• [Travail à faire]:
[a] Réécrivez le passage de l'arrêt qui commence aux mots "Le 26 juillet" et s'arrête après "siège à Genève.", en changeant "ukrainien" en "polonais".
[b] Dites si chacune des affirmations suivantes concorde avec l'arrêt, en répondant par oui ou par non et en citant les mots décisifs : (i) le siège de l'arbitrage se trouve à Genève ; (ii) la demanderesse avait jusqu'au 29 janvier 2024 pour déposer son mémoire en demande ; (iii) la défenderesse a transmis son mémoire en défense le 30 novembre 2023.
[c] Selon l'arrêt, à quelle date la procédure d'arbitrage a-t-elle été initiée ?

___ Extrait ___

Arrêt du 23 octobre 2024  
I  
 
Composition 
Mmes et M. les Juges fédéraux 
Kiss, juge présidant, Rüedi et May Canellas. 
Greffier: M. O. Carruzzo. 
 
Participants à la procédure 
A.________ SA, 
représentée par Me Cyrus Siassi, avocat, 
recourante, 
 
contre  
 
B.________, 
représentée par Mes Felix Dasser, Stefanie Pfisterer et Soumeya Ferro-Luzzi, avocats, 
intimée. 
 
Objet 
arbitrage international, 
 
recours contre la décision rendue le 13 juin 2024 par un arbitre unique siégeant à Genève (Swiss Arbitration Centre n. 600714-2023). 
 
 
Faits :  
 
A.  
Le 26 juillet 2023, l'entité de droit ukrainien B.________ a initié une procédure d'arbitrage à l'encontre de A.________ SA, société ayant son siège à Genève. 
Un arbitre unique, siégeant sous l'égide du Swiss Arbitration Centre, a été désigné. Le siège de l'arbitrage a été fixé à Genève.  
Le 30 novembre 2023, l'arbitre a établi un calendrier de procédure précisant que la défenderesse pouvait invoquer des moyens de compensation, sans la moindre restriction, jusqu'au 29 janvier 2024, date correspondant au délai imparti à la demanderesse pour déposer son mémoire en demande ("Statement of Claim"). Ledit document précisait, en substance, que l'admission des moyens de compensation invoqués après cette date dépendrait du respect de l'art. 22 du Règlement suisse d'arbitrage international (Swiss Rules; ci-après: le Règlement), lequel a la teneur suivante: 
 
" Modifications des chefs de demande ou des moyens de défense 
Article 22 
Au cours de la procédure d'arbitrage, une partie peut modifier ou compléter ses chefs de demande ou ses moyens de défense à moins que le tribunal arbitral considère ne pas devoir autoriser ladite modification en raison du retard avec lequel elle est formulée, du préjudice qu'elle causerait aux autres parties ou de toute autre circonstance. " 
Le 5 avril 2024, la défenderesse a transmis à l'arbitre son mémoire en défense (" Statement of Defence "). À cette occasion, elle a fait valoir des moyens de compensation (" Set-off Claims ").

___ Données fournies ___

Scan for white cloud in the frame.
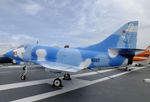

___

• [Réponses par tâche]:
[a]
Le 26 juillet 2023, l'entité de droit polonais B.________ a initié une procédure d'arbitrage à l'encontre de A.________ SA, société ayant son siège à Genève.

[b]
(i) Oui : « Le siège de l'arbitrage a été fixé à Genève. »
(ii) Oui : « jusqu'au 29 janvier 2024, date correspondant au délai imparti à la demanderesse pour déposer son mémoire en demande ».
(iii) Non : « Le 5 avril 2024, la défenderesse a transmis à l'arbitre son mémoire en défense ».

[c] Le 26 juillet 2023.